Goal: Set down the lines of the listing below without any change, from the line containing "find bottle cap" through the last line of the listing.

(Rows from a box labeling dataset)
────────

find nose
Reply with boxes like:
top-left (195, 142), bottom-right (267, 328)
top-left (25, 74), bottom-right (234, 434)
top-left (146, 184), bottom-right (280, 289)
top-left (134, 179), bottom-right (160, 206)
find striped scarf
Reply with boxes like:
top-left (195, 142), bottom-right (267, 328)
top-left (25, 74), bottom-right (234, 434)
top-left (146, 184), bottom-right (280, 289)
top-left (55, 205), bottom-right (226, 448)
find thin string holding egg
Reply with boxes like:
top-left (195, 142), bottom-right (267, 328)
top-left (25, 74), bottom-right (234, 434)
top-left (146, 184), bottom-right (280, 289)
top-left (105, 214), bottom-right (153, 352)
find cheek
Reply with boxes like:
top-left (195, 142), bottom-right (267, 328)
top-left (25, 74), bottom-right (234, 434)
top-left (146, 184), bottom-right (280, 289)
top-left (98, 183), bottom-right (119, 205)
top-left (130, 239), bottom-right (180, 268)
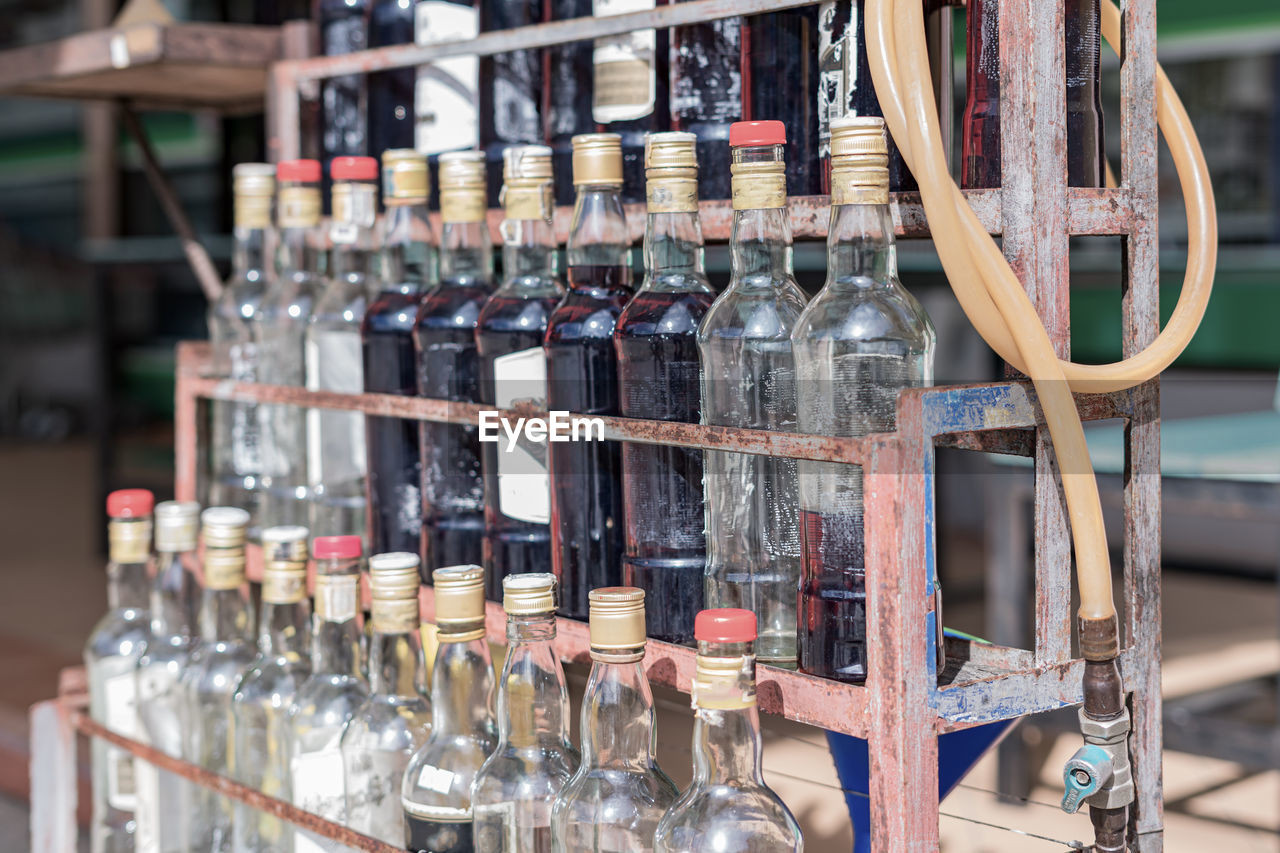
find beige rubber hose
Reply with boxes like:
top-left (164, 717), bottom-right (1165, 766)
top-left (867, 0), bottom-right (1217, 620)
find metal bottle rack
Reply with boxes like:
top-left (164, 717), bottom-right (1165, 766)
top-left (32, 0), bottom-right (1164, 853)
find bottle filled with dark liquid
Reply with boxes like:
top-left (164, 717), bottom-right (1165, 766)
top-left (591, 0), bottom-right (671, 202)
top-left (476, 145), bottom-right (564, 601)
top-left (413, 151), bottom-right (493, 570)
top-left (545, 133), bottom-right (631, 620)
top-left (742, 6), bottom-right (822, 195)
top-left (960, 0), bottom-right (1106, 190)
top-left (480, 0), bottom-right (544, 207)
top-left (671, 6), bottom-right (744, 199)
top-left (613, 132), bottom-right (716, 643)
top-left (369, 0), bottom-right (416, 158)
top-left (361, 149), bottom-right (436, 571)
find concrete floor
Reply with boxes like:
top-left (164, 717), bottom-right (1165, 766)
top-left (0, 444), bottom-right (1280, 853)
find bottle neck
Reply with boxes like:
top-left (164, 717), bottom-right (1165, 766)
top-left (827, 204), bottom-right (897, 288)
top-left (431, 633), bottom-right (493, 739)
top-left (498, 615), bottom-right (570, 747)
top-left (582, 661), bottom-right (655, 767)
top-left (383, 201), bottom-right (438, 293)
top-left (440, 220), bottom-right (493, 281)
top-left (566, 184), bottom-right (631, 266)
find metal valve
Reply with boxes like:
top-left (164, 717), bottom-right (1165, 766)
top-left (1062, 744), bottom-right (1112, 815)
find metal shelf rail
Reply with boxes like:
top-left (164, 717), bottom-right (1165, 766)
top-left (32, 0), bottom-right (1164, 853)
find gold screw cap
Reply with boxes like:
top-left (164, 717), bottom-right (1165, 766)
top-left (573, 133), bottom-right (622, 187)
top-left (502, 573), bottom-right (556, 616)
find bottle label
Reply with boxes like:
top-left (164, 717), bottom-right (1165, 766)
top-left (102, 670), bottom-right (138, 812)
top-left (493, 347), bottom-right (552, 524)
top-left (591, 0), bottom-right (658, 124)
top-left (413, 0), bottom-right (480, 154)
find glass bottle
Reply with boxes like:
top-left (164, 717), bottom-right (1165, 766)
top-left (230, 526), bottom-right (311, 853)
top-left (731, 6), bottom-right (822, 196)
top-left (791, 118), bottom-right (934, 683)
top-left (476, 145), bottom-right (564, 601)
top-left (413, 151), bottom-right (493, 580)
top-left (361, 149), bottom-right (436, 563)
top-left (342, 552), bottom-right (431, 847)
top-left (671, 7), bottom-right (744, 199)
top-left (182, 506), bottom-right (256, 853)
top-left (654, 608), bottom-right (804, 853)
top-left (471, 573), bottom-right (579, 853)
top-left (591, 0), bottom-right (671, 202)
top-left (402, 566), bottom-right (498, 853)
top-left (133, 501), bottom-right (200, 853)
top-left (818, 0), bottom-right (916, 192)
top-left (698, 122), bottom-right (805, 667)
top-left (306, 158), bottom-right (373, 542)
top-left (613, 132), bottom-right (716, 643)
top-left (252, 160), bottom-right (324, 528)
top-left (84, 489), bottom-right (155, 853)
top-left (285, 535), bottom-right (369, 853)
top-left (960, 0), bottom-right (1106, 190)
top-left (367, 0), bottom-right (417, 158)
top-left (552, 584), bottom-right (675, 853)
top-left (209, 163), bottom-right (275, 535)
top-left (544, 133), bottom-right (631, 620)
top-left (479, 0), bottom-right (545, 207)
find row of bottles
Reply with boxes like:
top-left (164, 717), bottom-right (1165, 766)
top-left (212, 118), bottom-right (934, 681)
top-left (86, 489), bottom-right (803, 853)
top-left (319, 0), bottom-right (1103, 205)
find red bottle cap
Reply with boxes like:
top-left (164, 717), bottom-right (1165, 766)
top-left (329, 158), bottom-right (378, 181)
top-left (106, 489), bottom-right (156, 519)
top-left (728, 122), bottom-right (787, 149)
top-left (311, 537), bottom-right (361, 560)
top-left (275, 160), bottom-right (320, 183)
top-left (694, 607), bottom-right (755, 643)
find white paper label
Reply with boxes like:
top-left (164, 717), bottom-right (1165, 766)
top-left (591, 0), bottom-right (658, 124)
top-left (493, 347), bottom-right (552, 524)
top-left (413, 0), bottom-right (480, 154)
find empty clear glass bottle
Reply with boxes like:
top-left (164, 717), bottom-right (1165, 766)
top-left (306, 158), bottom-right (379, 535)
top-left (654, 608), bottom-right (804, 853)
top-left (613, 133), bottom-right (716, 643)
top-left (84, 489), bottom-right (155, 853)
top-left (791, 118), bottom-right (934, 683)
top-left (552, 587), bottom-right (680, 853)
top-left (252, 160), bottom-right (324, 528)
top-left (471, 573), bottom-right (579, 853)
top-left (285, 535), bottom-right (369, 853)
top-left (133, 501), bottom-right (200, 853)
top-left (476, 145), bottom-right (564, 601)
top-left (402, 566), bottom-right (498, 853)
top-left (698, 122), bottom-right (805, 667)
top-left (232, 525), bottom-right (311, 853)
top-left (206, 163), bottom-right (275, 538)
top-left (342, 552), bottom-right (431, 847)
top-left (182, 506), bottom-right (256, 853)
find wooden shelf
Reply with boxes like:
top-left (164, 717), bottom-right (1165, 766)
top-left (0, 23), bottom-right (282, 111)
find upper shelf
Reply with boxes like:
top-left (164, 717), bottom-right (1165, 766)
top-left (0, 23), bottom-right (282, 111)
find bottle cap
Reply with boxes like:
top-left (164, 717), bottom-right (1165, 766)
top-left (329, 158), bottom-right (378, 181)
top-left (573, 133), bottom-right (622, 187)
top-left (383, 149), bottom-right (431, 205)
top-left (728, 122), bottom-right (787, 149)
top-left (311, 535), bottom-right (364, 560)
top-left (502, 573), bottom-right (556, 616)
top-left (588, 587), bottom-right (645, 660)
top-left (156, 501), bottom-right (200, 553)
top-left (275, 160), bottom-right (320, 183)
top-left (106, 489), bottom-right (156, 519)
top-left (431, 566), bottom-right (484, 635)
top-left (694, 607), bottom-right (755, 643)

────────

Exercise solution:
find bottle cap
Reply with boxes like:
top-left (164, 717), bottom-right (1165, 766)
top-left (329, 158), bottom-right (378, 181)
top-left (573, 133), bottom-right (622, 187)
top-left (383, 149), bottom-right (431, 205)
top-left (728, 122), bottom-right (787, 149)
top-left (311, 535), bottom-right (364, 560)
top-left (502, 573), bottom-right (556, 616)
top-left (588, 587), bottom-right (645, 660)
top-left (156, 501), bottom-right (200, 553)
top-left (275, 160), bottom-right (320, 183)
top-left (106, 489), bottom-right (156, 519)
top-left (431, 566), bottom-right (484, 635)
top-left (694, 607), bottom-right (755, 643)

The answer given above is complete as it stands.